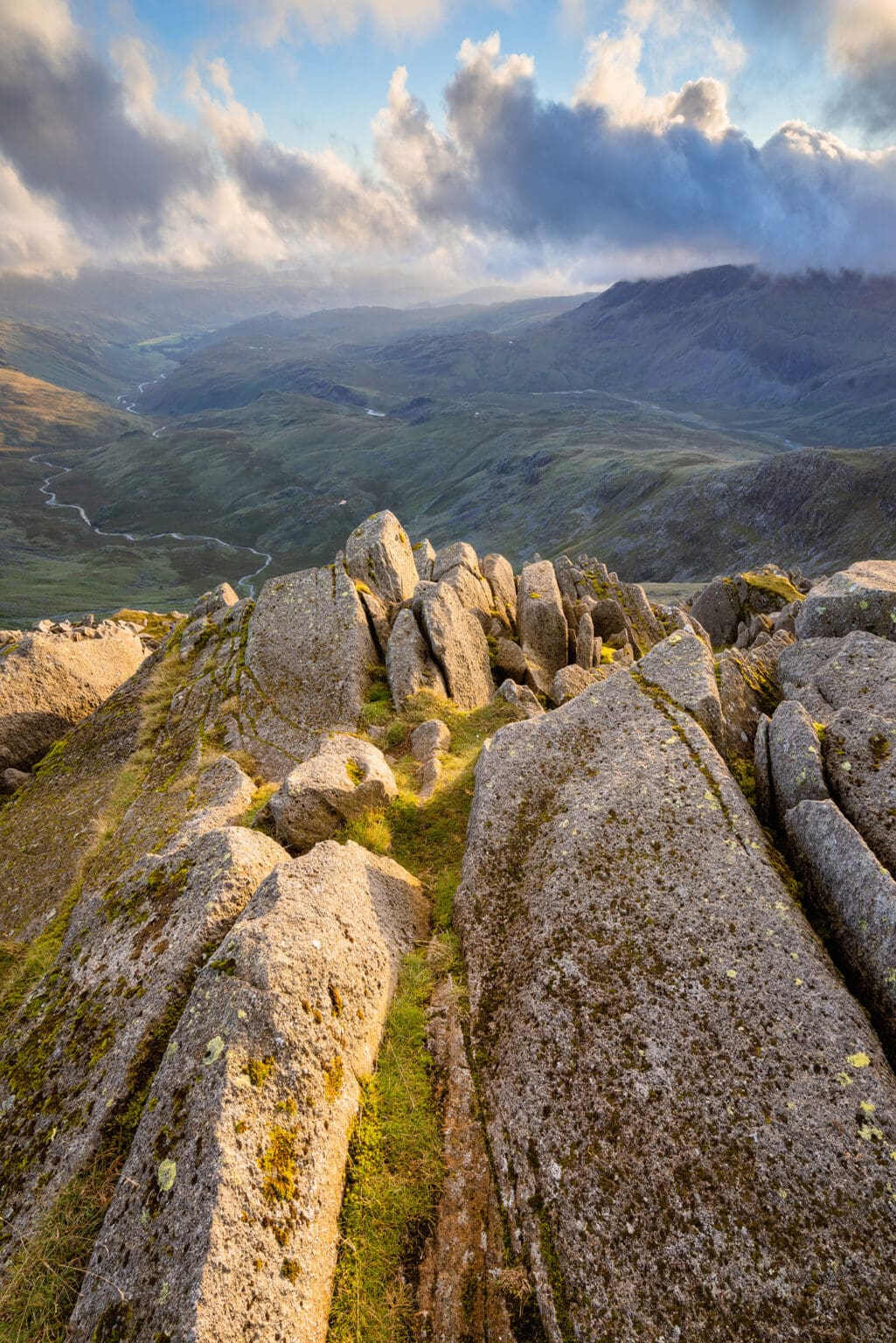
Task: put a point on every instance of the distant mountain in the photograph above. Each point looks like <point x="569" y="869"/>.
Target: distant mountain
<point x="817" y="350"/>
==
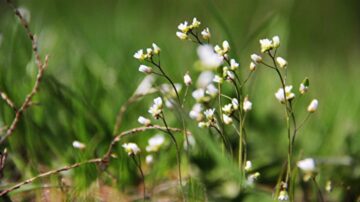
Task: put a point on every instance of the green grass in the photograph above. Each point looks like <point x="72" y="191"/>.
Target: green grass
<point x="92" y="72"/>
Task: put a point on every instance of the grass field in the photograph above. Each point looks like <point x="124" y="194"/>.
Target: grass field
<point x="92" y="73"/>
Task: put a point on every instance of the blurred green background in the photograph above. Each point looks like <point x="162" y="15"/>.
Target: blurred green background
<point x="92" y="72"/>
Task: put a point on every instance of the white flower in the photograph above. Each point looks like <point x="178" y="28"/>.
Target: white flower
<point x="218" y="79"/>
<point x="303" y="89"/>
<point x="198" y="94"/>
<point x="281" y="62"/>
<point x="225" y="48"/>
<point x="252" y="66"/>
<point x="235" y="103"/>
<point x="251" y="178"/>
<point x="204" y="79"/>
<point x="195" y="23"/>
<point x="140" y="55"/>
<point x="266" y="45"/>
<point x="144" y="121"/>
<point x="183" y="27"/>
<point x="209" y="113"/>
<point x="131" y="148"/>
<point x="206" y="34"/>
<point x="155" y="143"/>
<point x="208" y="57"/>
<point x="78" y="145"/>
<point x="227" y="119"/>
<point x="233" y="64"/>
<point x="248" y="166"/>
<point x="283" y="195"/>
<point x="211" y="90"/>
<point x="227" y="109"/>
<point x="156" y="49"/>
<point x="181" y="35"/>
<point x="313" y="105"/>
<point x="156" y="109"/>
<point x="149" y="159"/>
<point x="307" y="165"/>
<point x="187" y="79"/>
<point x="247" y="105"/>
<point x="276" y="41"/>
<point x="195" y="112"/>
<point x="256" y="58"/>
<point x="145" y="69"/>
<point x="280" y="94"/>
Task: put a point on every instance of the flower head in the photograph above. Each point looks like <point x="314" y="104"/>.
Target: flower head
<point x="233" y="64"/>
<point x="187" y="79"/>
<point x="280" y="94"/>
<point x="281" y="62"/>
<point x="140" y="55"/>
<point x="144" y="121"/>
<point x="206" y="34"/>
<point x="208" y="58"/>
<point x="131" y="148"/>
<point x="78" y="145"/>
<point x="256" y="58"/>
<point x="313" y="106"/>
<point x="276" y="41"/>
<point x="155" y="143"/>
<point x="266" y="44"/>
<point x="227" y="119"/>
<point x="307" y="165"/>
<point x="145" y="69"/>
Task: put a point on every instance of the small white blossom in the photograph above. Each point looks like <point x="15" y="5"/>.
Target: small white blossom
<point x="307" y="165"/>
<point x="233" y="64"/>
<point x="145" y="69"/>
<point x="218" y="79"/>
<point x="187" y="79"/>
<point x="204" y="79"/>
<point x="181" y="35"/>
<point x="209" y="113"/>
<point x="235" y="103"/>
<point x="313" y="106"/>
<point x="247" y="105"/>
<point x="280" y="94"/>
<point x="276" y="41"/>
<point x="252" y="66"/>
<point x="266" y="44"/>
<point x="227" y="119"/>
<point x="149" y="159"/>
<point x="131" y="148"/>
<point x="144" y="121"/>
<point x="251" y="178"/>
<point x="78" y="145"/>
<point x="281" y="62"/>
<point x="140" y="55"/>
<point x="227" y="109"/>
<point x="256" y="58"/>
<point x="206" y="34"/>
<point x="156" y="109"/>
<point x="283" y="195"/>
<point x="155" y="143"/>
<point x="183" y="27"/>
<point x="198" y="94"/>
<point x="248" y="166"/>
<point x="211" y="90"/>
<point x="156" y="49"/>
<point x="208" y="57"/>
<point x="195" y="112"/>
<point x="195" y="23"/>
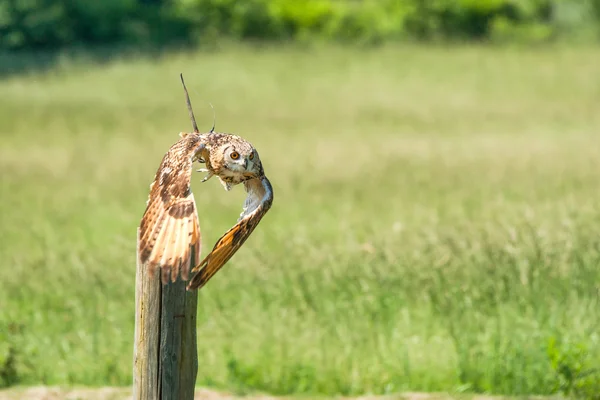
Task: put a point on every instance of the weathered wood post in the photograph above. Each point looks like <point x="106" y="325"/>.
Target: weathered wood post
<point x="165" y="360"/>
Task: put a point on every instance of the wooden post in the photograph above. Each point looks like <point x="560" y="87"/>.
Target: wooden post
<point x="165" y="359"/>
---
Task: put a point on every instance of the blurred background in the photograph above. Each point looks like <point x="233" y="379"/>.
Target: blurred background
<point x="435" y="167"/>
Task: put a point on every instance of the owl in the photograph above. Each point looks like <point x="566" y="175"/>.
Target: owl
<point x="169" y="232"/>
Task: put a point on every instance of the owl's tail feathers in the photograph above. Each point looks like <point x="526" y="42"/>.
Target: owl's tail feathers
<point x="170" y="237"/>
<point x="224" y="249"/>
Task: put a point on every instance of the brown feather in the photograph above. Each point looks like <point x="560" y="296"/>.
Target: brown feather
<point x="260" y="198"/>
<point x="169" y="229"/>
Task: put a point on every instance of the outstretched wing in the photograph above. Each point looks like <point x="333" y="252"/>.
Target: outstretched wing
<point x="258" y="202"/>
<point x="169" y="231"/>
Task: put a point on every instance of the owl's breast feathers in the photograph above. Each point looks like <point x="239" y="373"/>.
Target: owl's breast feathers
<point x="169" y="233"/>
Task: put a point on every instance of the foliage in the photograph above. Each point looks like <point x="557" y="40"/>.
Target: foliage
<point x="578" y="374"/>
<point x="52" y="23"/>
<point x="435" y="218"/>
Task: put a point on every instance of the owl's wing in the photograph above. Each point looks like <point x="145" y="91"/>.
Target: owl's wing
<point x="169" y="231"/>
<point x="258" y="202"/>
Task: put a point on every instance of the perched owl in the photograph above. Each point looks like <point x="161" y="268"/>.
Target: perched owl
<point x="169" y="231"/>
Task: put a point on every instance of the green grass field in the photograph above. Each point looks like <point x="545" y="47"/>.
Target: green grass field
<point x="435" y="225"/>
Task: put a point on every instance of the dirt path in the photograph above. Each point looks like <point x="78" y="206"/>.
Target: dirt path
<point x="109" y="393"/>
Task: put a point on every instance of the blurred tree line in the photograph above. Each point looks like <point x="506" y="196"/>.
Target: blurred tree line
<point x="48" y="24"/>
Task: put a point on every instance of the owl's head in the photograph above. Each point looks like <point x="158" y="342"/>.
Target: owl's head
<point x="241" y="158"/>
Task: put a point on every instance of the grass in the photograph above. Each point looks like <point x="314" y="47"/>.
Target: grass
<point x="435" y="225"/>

● Work order: Look above for the line with "Task: put a point on every instance of the blurred background" and the line with "Task: put a point on every instance of the outstretched"; transcribe both and all lines in between, exactly, and nothing else.

● The answer:
Task: put a point on every instance of the blurred background in the photograph above. Each point looks like <point x="233" y="379"/>.
Target: blurred background
<point x="435" y="167"/>
Task: put a point on every instance of the owl in the photograph above. Each point looks like <point x="566" y="175"/>.
Target: owl
<point x="169" y="232"/>
Task: put a point on every instance of the owl's tail feathers in the photograph above. Each point looks like <point x="526" y="42"/>.
Target: owl's tail feathers
<point x="170" y="237"/>
<point x="224" y="249"/>
Task: put a point on every instance of the brown feather in the photograph above. Each point looks like <point x="560" y="296"/>.
Target: brown feather
<point x="260" y="198"/>
<point x="169" y="229"/>
Task: put a point on every instance of the outstretched wing in the photograph above. Each point looks like <point x="333" y="252"/>.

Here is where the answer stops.